start

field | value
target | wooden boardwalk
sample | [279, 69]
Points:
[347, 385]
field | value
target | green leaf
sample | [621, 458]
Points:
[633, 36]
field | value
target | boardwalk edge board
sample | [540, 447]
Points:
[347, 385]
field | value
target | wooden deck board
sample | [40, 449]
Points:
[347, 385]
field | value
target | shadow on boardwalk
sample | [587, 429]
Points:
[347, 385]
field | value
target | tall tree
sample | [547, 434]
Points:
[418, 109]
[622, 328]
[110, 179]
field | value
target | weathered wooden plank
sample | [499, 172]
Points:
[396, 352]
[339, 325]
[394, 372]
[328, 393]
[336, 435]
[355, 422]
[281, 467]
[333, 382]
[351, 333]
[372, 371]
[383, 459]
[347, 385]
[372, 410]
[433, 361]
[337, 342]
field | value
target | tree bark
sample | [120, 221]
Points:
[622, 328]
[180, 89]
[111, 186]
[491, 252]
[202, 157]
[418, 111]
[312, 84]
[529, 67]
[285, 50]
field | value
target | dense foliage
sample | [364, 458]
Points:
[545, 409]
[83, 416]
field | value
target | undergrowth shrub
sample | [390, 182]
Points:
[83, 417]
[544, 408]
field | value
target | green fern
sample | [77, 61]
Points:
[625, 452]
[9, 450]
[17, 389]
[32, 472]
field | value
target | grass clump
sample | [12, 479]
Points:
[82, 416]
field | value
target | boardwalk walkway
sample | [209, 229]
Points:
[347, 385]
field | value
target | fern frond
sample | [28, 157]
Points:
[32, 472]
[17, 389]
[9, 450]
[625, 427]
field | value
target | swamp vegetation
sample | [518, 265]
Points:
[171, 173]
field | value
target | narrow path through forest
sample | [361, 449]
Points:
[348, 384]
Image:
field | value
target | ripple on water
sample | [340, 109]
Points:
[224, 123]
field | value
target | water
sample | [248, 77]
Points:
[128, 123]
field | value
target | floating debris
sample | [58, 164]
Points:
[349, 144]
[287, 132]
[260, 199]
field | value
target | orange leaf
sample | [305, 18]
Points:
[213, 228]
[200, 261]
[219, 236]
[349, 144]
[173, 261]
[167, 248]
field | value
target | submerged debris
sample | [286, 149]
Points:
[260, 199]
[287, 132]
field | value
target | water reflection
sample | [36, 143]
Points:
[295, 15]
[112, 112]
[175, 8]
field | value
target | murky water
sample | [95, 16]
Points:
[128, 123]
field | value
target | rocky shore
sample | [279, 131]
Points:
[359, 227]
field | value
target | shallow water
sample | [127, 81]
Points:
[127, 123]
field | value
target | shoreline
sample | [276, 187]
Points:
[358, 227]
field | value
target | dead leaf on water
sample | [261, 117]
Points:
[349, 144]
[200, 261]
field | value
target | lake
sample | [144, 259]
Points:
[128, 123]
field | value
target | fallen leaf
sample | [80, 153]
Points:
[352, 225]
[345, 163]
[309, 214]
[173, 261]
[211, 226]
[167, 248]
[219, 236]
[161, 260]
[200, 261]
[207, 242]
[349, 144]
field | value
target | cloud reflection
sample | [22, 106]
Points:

end

TO BE DONE: Word for word, write out the data.

COMPLETE ANSWER:
field | value
target | wooden boardwalk
sample | [279, 69]
Points:
[347, 385]
field | value
target | green leaf
sample | [621, 458]
Points:
[633, 36]
field | value
target | boardwalk edge board
sample | [540, 447]
Points:
[347, 385]
field | value
target | wooden deck board
sample | [40, 449]
Points:
[347, 385]
field | value
target | shadow on boardwalk
sample | [587, 429]
Points:
[347, 385]
field | value
target | tall tree
sample | [547, 434]
Points:
[418, 109]
[622, 328]
[110, 179]
field | value
target | weathered wooden plank
sample | [499, 172]
Points:
[396, 352]
[339, 325]
[394, 372]
[328, 393]
[336, 435]
[355, 422]
[281, 467]
[333, 382]
[351, 333]
[372, 371]
[383, 459]
[347, 385]
[372, 410]
[433, 361]
[337, 342]
field | value
target | tree bark
sample | [120, 221]
Points:
[622, 328]
[180, 89]
[111, 186]
[491, 252]
[202, 157]
[418, 111]
[312, 84]
[529, 67]
[285, 50]
field | value
target | dense foliage
sample | [364, 458]
Points:
[545, 409]
[83, 416]
field | value
target | undergrowth shrub
sample | [390, 182]
Points:
[83, 417]
[544, 408]
field | value
target | green fern
sample | [77, 61]
Points:
[625, 452]
[9, 450]
[17, 389]
[32, 472]
field | value
target | grass clump
sample | [12, 479]
Points:
[82, 416]
field | value
target | boardwalk walkway
sample | [209, 229]
Points:
[347, 385]
field | value
target | fern frond
sample | [28, 157]
Points:
[32, 472]
[17, 389]
[9, 450]
[625, 427]
field | value
target | swamp vegetation
sample | [518, 265]
Points:
[171, 173]
field | value
target | narrow path through forest
sample | [361, 449]
Points:
[348, 384]
Image:
field | value
target | ripple on water
sample | [340, 109]
Points:
[224, 123]
field | value
target | water
sample | [248, 77]
Points:
[128, 123]
field | value
target | floating debris
sample | [58, 164]
Points:
[349, 144]
[287, 132]
[260, 199]
field | value
target | orange leaf
sample | [305, 18]
Points:
[213, 228]
[200, 261]
[219, 236]
[349, 144]
[173, 261]
[167, 248]
field | value
target | submerged debris
sample | [286, 149]
Points:
[260, 199]
[287, 132]
field | value
target | water reflection
sample | [36, 143]
Points:
[295, 15]
[112, 112]
[175, 8]
field | value
target | murky water
sample | [95, 16]
Points:
[128, 123]
field | value
target | rocky shore
sample | [279, 131]
Points:
[359, 227]
field | value
target | shallow water
sample | [127, 81]
Points:
[127, 123]
field | value
target | shoreline
sample | [276, 187]
Points:
[358, 227]
field | value
target | dead leaf on water
sample | [261, 117]
Points:
[349, 144]
[200, 261]
field | value
target | lake
sample | [144, 259]
Points:
[128, 123]
field | value
target | fallen leaf
sample | [80, 153]
Points:
[352, 225]
[345, 163]
[309, 214]
[173, 261]
[211, 226]
[167, 248]
[219, 236]
[161, 260]
[200, 261]
[207, 242]
[349, 144]
field | value
target | cloud reflection
sample | [22, 106]
Points:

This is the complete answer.